- **Problem statement**: Word for word, set down every line of the entries below from the line with "# test: locate points for every instance of the yellow-leaved" to the line with "# test: locate points for every instance of the above-ground", including both, and no other line.
- Opening Delimiter -
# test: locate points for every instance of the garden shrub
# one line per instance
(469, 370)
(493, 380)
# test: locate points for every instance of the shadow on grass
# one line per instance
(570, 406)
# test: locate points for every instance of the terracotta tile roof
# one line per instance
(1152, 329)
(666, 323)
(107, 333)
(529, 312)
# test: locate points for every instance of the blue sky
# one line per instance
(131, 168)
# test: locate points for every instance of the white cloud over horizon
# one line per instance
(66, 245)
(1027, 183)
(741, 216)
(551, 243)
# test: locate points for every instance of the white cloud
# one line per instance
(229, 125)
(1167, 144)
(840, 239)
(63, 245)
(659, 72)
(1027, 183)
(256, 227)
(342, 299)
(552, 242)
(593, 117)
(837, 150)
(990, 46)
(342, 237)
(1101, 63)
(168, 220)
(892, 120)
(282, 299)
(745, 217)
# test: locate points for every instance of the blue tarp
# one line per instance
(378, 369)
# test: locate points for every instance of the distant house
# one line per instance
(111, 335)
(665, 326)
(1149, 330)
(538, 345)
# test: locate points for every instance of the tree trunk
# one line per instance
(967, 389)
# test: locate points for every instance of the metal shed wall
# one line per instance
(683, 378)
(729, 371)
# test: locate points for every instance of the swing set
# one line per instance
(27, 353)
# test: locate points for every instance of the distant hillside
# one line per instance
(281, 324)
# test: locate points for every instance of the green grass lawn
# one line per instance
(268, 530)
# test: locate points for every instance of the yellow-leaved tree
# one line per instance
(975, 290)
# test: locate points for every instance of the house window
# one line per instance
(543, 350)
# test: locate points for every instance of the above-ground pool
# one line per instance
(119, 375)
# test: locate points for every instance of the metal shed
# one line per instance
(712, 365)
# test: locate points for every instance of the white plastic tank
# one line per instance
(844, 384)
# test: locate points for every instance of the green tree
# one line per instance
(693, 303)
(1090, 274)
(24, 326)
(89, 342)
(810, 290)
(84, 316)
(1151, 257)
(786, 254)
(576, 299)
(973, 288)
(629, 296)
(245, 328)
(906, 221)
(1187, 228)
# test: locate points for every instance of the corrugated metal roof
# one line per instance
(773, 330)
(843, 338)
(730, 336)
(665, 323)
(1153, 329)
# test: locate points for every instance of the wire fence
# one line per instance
- Closing Delimiter -
- **Task output**:
# test: locate points for every instance of the yellow-leaved tree
# one line per instance
(975, 290)
# test: locate points for every instance of the house window
# one line per instance
(543, 350)
# test: locate points for every instance of the above-ground pool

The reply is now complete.